ABOUT THIS EXERCISE: Word-for-word reproduction, images excluded: copy every entry below.

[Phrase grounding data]
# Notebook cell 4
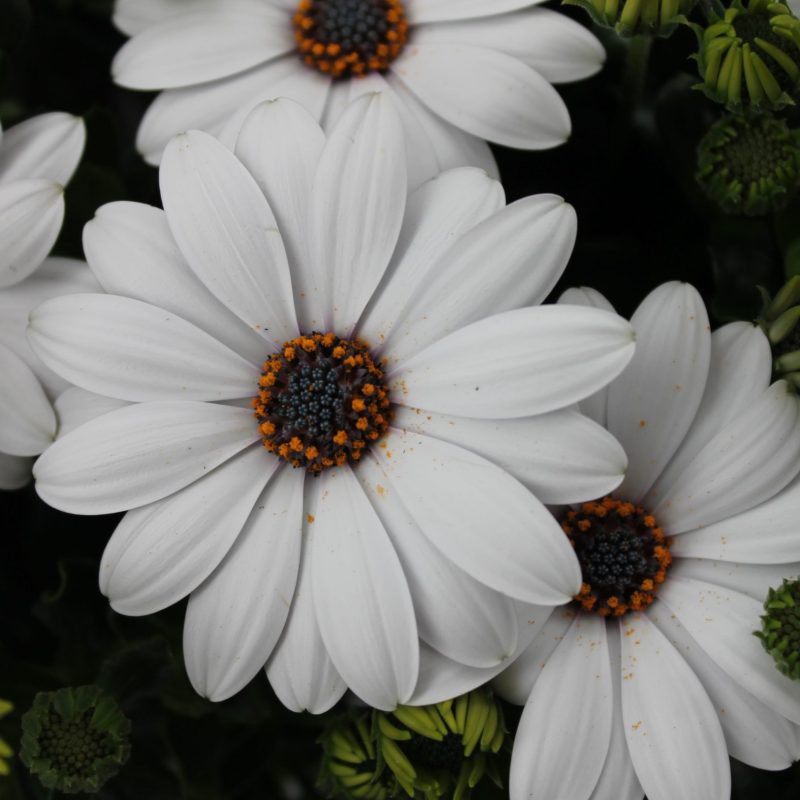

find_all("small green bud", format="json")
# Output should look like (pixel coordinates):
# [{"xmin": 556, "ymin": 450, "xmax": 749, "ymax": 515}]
[
  {"xmin": 0, "ymin": 700, "xmax": 13, "ymax": 777},
  {"xmin": 696, "ymin": 113, "xmax": 800, "ymax": 215},
  {"xmin": 375, "ymin": 689, "xmax": 506, "ymax": 800},
  {"xmin": 755, "ymin": 577, "xmax": 800, "ymax": 678},
  {"xmin": 757, "ymin": 276, "xmax": 800, "ymax": 385},
  {"xmin": 692, "ymin": 0, "xmax": 800, "ymax": 110},
  {"xmin": 20, "ymin": 686, "xmax": 130, "ymax": 795},
  {"xmin": 564, "ymin": 0, "xmax": 695, "ymax": 37}
]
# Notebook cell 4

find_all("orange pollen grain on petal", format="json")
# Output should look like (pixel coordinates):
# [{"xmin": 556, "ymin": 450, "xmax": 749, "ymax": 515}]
[
  {"xmin": 577, "ymin": 519, "xmax": 591, "ymax": 532},
  {"xmin": 352, "ymin": 398, "xmax": 366, "ymax": 412},
  {"xmin": 333, "ymin": 430, "xmax": 348, "ymax": 445}
]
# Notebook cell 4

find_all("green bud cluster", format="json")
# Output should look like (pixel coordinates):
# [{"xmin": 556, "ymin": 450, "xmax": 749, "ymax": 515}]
[
  {"xmin": 696, "ymin": 113, "xmax": 800, "ymax": 214},
  {"xmin": 755, "ymin": 577, "xmax": 800, "ymax": 678},
  {"xmin": 20, "ymin": 685, "xmax": 130, "ymax": 794},
  {"xmin": 693, "ymin": 0, "xmax": 800, "ymax": 109},
  {"xmin": 565, "ymin": 0, "xmax": 695, "ymax": 37},
  {"xmin": 757, "ymin": 275, "xmax": 800, "ymax": 387},
  {"xmin": 319, "ymin": 690, "xmax": 506, "ymax": 800}
]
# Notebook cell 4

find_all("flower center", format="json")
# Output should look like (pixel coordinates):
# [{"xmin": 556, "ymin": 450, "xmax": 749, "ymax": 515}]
[
  {"xmin": 37, "ymin": 709, "xmax": 115, "ymax": 777},
  {"xmin": 252, "ymin": 332, "xmax": 391, "ymax": 473},
  {"xmin": 293, "ymin": 0, "xmax": 408, "ymax": 78},
  {"xmin": 560, "ymin": 497, "xmax": 673, "ymax": 617}
]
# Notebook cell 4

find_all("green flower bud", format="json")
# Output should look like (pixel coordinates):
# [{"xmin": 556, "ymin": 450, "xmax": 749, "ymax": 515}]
[
  {"xmin": 755, "ymin": 577, "xmax": 800, "ymax": 678},
  {"xmin": 0, "ymin": 700, "xmax": 13, "ymax": 778},
  {"xmin": 757, "ymin": 275, "xmax": 800, "ymax": 387},
  {"xmin": 319, "ymin": 713, "xmax": 396, "ymax": 800},
  {"xmin": 375, "ymin": 689, "xmax": 506, "ymax": 800},
  {"xmin": 565, "ymin": 0, "xmax": 695, "ymax": 37},
  {"xmin": 693, "ymin": 0, "xmax": 800, "ymax": 109},
  {"xmin": 20, "ymin": 685, "xmax": 130, "ymax": 795},
  {"xmin": 696, "ymin": 113, "xmax": 800, "ymax": 214}
]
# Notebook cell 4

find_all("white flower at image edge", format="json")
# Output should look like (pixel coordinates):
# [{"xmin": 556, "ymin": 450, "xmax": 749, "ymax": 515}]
[
  {"xmin": 0, "ymin": 112, "xmax": 91, "ymax": 490},
  {"xmin": 28, "ymin": 94, "xmax": 635, "ymax": 713},
  {"xmin": 496, "ymin": 282, "xmax": 800, "ymax": 800},
  {"xmin": 111, "ymin": 0, "xmax": 605, "ymax": 186}
]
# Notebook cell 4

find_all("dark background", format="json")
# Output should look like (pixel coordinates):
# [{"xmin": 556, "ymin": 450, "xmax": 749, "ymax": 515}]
[{"xmin": 0, "ymin": 0, "xmax": 798, "ymax": 797}]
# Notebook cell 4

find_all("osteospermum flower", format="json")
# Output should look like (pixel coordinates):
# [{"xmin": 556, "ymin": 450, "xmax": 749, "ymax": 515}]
[
  {"xmin": 496, "ymin": 281, "xmax": 800, "ymax": 800},
  {"xmin": 111, "ymin": 0, "xmax": 605, "ymax": 185},
  {"xmin": 29, "ymin": 95, "xmax": 636, "ymax": 712},
  {"xmin": 0, "ymin": 112, "xmax": 93, "ymax": 490}
]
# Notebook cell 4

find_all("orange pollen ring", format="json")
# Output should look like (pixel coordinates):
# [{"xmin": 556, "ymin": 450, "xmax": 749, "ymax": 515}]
[
  {"xmin": 293, "ymin": 0, "xmax": 409, "ymax": 79},
  {"xmin": 560, "ymin": 496, "xmax": 673, "ymax": 618},
  {"xmin": 253, "ymin": 332, "xmax": 391, "ymax": 473}
]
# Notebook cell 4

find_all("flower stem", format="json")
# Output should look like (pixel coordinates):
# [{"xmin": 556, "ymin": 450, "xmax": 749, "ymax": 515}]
[{"xmin": 623, "ymin": 35, "xmax": 653, "ymax": 112}]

RESPONSE BELOW:
# Notebook cell 4

find_all("small green bud", format="json")
# Output should look like (pixel coordinates):
# [{"xmin": 556, "ymin": 450, "xmax": 749, "ymax": 515}]
[
  {"xmin": 0, "ymin": 700, "xmax": 13, "ymax": 777},
  {"xmin": 696, "ymin": 113, "xmax": 800, "ymax": 215},
  {"xmin": 375, "ymin": 689, "xmax": 506, "ymax": 800},
  {"xmin": 755, "ymin": 577, "xmax": 800, "ymax": 678},
  {"xmin": 757, "ymin": 276, "xmax": 800, "ymax": 385},
  {"xmin": 692, "ymin": 0, "xmax": 800, "ymax": 110},
  {"xmin": 20, "ymin": 686, "xmax": 130, "ymax": 795},
  {"xmin": 564, "ymin": 0, "xmax": 695, "ymax": 37}
]
# Notebook cell 4

find_all("orange pollen grain on petal", format="json")
# Output should look like (pixel coordinates):
# [{"xmin": 556, "ymin": 450, "xmax": 749, "ymax": 515}]
[
  {"xmin": 577, "ymin": 519, "xmax": 591, "ymax": 532},
  {"xmin": 352, "ymin": 398, "xmax": 366, "ymax": 412},
  {"xmin": 333, "ymin": 430, "xmax": 348, "ymax": 445}
]
# Notebook cell 4

find_all("green bud cluster", format="json")
# Output should look like (pixel coordinates):
# [{"xmin": 556, "ymin": 450, "xmax": 749, "ymax": 515}]
[
  {"xmin": 696, "ymin": 113, "xmax": 800, "ymax": 214},
  {"xmin": 755, "ymin": 577, "xmax": 800, "ymax": 678},
  {"xmin": 20, "ymin": 685, "xmax": 130, "ymax": 794},
  {"xmin": 693, "ymin": 0, "xmax": 800, "ymax": 109},
  {"xmin": 565, "ymin": 0, "xmax": 695, "ymax": 37},
  {"xmin": 757, "ymin": 275, "xmax": 800, "ymax": 387},
  {"xmin": 319, "ymin": 690, "xmax": 506, "ymax": 800}
]
# Notebook cell 4

find_all("flower center", format="json")
# Output should look like (pixel coordinates):
# [{"xmin": 556, "ymin": 450, "xmax": 749, "ymax": 515}]
[
  {"xmin": 37, "ymin": 709, "xmax": 115, "ymax": 777},
  {"xmin": 252, "ymin": 332, "xmax": 391, "ymax": 473},
  {"xmin": 293, "ymin": 0, "xmax": 408, "ymax": 78},
  {"xmin": 560, "ymin": 497, "xmax": 673, "ymax": 617}
]
# Notebook cell 4

find_all("green flower bud", format="json")
# Output should look like (pixel coordinates):
# [{"xmin": 556, "ymin": 450, "xmax": 749, "ymax": 515}]
[
  {"xmin": 755, "ymin": 577, "xmax": 800, "ymax": 678},
  {"xmin": 0, "ymin": 700, "xmax": 13, "ymax": 778},
  {"xmin": 757, "ymin": 275, "xmax": 800, "ymax": 387},
  {"xmin": 319, "ymin": 713, "xmax": 396, "ymax": 800},
  {"xmin": 375, "ymin": 689, "xmax": 506, "ymax": 800},
  {"xmin": 565, "ymin": 0, "xmax": 695, "ymax": 37},
  {"xmin": 693, "ymin": 0, "xmax": 800, "ymax": 109},
  {"xmin": 20, "ymin": 685, "xmax": 130, "ymax": 795},
  {"xmin": 696, "ymin": 113, "xmax": 800, "ymax": 214}
]
# Notebook cell 4

find_all("white flower at image edge", format="json")
# Output should look like (pixel coordinates):
# [{"xmin": 556, "ymin": 450, "xmax": 749, "ymax": 515}]
[
  {"xmin": 0, "ymin": 112, "xmax": 91, "ymax": 490},
  {"xmin": 28, "ymin": 94, "xmax": 635, "ymax": 713},
  {"xmin": 496, "ymin": 282, "xmax": 800, "ymax": 800},
  {"xmin": 111, "ymin": 0, "xmax": 605, "ymax": 186}
]
# Notebook cell 4

find_all("dark background", format="json")
# Output should look like (pixel coordinates):
# [{"xmin": 556, "ymin": 450, "xmax": 749, "ymax": 515}]
[{"xmin": 0, "ymin": 0, "xmax": 798, "ymax": 797}]
# Notebook cell 4

find_all("osteospermum flower", format="json")
# Output should look like (pixel coordinates):
# [{"xmin": 556, "ymin": 450, "xmax": 749, "ymax": 515}]
[
  {"xmin": 496, "ymin": 281, "xmax": 800, "ymax": 800},
  {"xmin": 111, "ymin": 0, "xmax": 605, "ymax": 185},
  {"xmin": 29, "ymin": 95, "xmax": 636, "ymax": 712},
  {"xmin": 0, "ymin": 112, "xmax": 93, "ymax": 490}
]
# Notebook cell 4

find_all("orange pollen ring", format="json")
# Output should look like (pixel coordinates):
# [{"xmin": 556, "ymin": 450, "xmax": 749, "ymax": 515}]
[
  {"xmin": 293, "ymin": 0, "xmax": 409, "ymax": 79},
  {"xmin": 560, "ymin": 496, "xmax": 673, "ymax": 618},
  {"xmin": 253, "ymin": 332, "xmax": 391, "ymax": 473}
]
# Notebook cell 4

find_all("flower stem", format="json")
# Output should look like (pixel coordinates):
# [{"xmin": 556, "ymin": 450, "xmax": 749, "ymax": 515}]
[{"xmin": 623, "ymin": 35, "xmax": 653, "ymax": 112}]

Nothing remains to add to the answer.